=== DIRECTIONS FOR THIS TASK ===
Rewrite every one of the items below, swapping "tight" for "snug" and leaving everything else unchanged.

=== PROVIDED DATA ===
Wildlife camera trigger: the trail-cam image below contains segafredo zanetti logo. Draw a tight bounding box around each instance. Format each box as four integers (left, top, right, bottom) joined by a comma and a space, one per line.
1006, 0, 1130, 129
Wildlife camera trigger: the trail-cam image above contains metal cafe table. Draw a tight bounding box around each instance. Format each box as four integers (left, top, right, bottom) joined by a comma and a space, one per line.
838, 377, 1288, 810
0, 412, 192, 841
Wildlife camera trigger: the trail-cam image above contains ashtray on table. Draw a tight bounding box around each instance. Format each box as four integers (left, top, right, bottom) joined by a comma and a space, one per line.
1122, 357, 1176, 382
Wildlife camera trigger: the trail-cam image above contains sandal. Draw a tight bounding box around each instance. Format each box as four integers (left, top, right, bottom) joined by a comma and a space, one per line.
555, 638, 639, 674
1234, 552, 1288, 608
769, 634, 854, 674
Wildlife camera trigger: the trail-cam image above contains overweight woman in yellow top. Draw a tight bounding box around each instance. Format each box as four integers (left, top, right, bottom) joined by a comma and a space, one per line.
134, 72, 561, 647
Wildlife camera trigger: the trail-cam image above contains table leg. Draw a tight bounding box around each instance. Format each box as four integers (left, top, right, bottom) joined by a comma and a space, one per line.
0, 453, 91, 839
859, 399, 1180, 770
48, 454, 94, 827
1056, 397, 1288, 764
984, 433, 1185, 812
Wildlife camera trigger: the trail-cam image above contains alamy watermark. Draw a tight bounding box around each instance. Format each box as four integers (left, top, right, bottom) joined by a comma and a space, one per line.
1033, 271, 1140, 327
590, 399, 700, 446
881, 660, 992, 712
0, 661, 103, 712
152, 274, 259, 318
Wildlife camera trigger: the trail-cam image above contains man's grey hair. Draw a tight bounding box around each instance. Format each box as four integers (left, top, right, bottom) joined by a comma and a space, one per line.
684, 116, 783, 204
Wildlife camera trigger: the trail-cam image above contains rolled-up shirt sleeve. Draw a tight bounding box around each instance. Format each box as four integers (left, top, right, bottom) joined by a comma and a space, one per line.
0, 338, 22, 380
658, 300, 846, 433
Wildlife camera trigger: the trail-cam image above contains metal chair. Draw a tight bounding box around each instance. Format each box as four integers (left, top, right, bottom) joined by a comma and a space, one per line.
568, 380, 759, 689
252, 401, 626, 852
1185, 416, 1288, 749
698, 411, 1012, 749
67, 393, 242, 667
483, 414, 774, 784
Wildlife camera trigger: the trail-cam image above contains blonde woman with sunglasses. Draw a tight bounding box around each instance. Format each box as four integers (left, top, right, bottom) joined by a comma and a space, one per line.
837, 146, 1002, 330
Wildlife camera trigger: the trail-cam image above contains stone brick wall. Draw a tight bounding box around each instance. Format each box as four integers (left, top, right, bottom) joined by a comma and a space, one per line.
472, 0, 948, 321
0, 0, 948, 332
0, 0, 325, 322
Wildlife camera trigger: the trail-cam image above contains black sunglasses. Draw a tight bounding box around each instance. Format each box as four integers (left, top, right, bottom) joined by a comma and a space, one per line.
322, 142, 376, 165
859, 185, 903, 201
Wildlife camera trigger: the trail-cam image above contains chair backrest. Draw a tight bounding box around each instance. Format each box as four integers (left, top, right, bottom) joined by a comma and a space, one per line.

=== TASK SOLUTION ===
Wildlife camera trigger: the trail-cam image below contains segafredo zanetti logo. Draw a snug bounding box around each instance. Format each box as four integers (left, top, right, bottom) joined by a comma and a space, one per line.
1006, 0, 1130, 129
Wildlife camera trigger: the trail-cam image above contains metal cafe table. Draw a snug bounding box around each instance. Format each box as four integers (left, top, right, bottom) joined by a comma and a space, one per line.
838, 377, 1288, 810
0, 412, 192, 841
Wildlife camera trigger: the trail-cam image above contains ashtray on table. Draw a snug bounding box around each instance. Format each box as four integers (left, top, right, bottom) joined by a comma and a space, one per line.
1122, 357, 1176, 382
Wildlife camera trigger: the trail-cam image above contains sandal. Draw a snug bounding box around each instance. Format each box as four integers (left, top, right, bottom) joined by a comma and a space, one per line.
555, 638, 639, 674
1234, 552, 1288, 608
769, 634, 854, 674
Wildlife camera trigger: the trail-cam image above contains overweight woman in yellow top. Draw a snug bounding box around each instance. Format each box as four integers (left, top, right, bottom) joined by a comma and a space, one per line.
134, 72, 561, 647
Wildlife camera trigger: the trail-cam image above contains table leg. Draw a snug bounding box around each instance. Format each box as four integers (left, top, right, bottom) joined by a comma and a space, one per line.
0, 453, 91, 839
859, 399, 1180, 770
48, 454, 94, 827
1056, 397, 1288, 764
984, 433, 1185, 812
Wildlife camera trigger: the trail-cam image above contains alamy watermark. Draw a snug bounding box around each instance. Format each box as four integers (left, top, right, bottom) joined by a comma and a space, one per line.
1033, 271, 1140, 327
590, 399, 700, 446
881, 660, 992, 712
0, 661, 103, 712
152, 274, 259, 318
Wildlife camera trigger: the trail-cam image above contains man's grey hair. Draw a snug bounding box around each instance. Format each box as four integers (left, top, right, bottom) joined by a comma and a space, one per line.
684, 116, 783, 204
Wildlife camera trigger: the trail-cam image above contains rolled-up shirt sleeve. Draw a snug bounding box around each instance. Format each box as four integers (left, top, right, bottom) joined by a comma and a space, one per line.
0, 338, 22, 380
658, 300, 846, 433
Wildlife camera trigger: the trail-cam image above contains metal chair. Draw a snug bounding box around each instance. Format each box as four integers (left, top, right, bottom) joined by a comma and a space, one per line.
568, 380, 759, 689
252, 401, 626, 852
1185, 416, 1288, 749
698, 411, 1012, 749
67, 393, 242, 667
483, 414, 774, 784
Wildlife camera trigger: the trail-cam image above contains blonde woman with sunglasses. Draw a snug bounding box around each instance. Format each box as four integers (left, top, right, bottom) joined by a comma and a space, one per line.
837, 146, 1002, 330
Wildlife camera trigger: the trail-cam image above contains stone brick wall. Draw a snug bounding box around each instance. Format each box as four integers (left, top, right, bottom) joined by a comma and a space, one per line.
472, 0, 948, 321
0, 0, 948, 332
0, 0, 325, 322
Wildlife camera trigger: the trail-cam image above contains black sunglasses. Draw a snug bounding box around each instance. Format each box as four integers (left, top, right, bottom) joined by a comma and a space, one per line.
322, 142, 376, 165
859, 185, 903, 201
Wildlife camera trigger: the trail-cam image above contains chair backrest. Draw a snug bounding box around each instance. Format each box as four integers (left, top, right, bottom) joined by a comma and a space, one per line.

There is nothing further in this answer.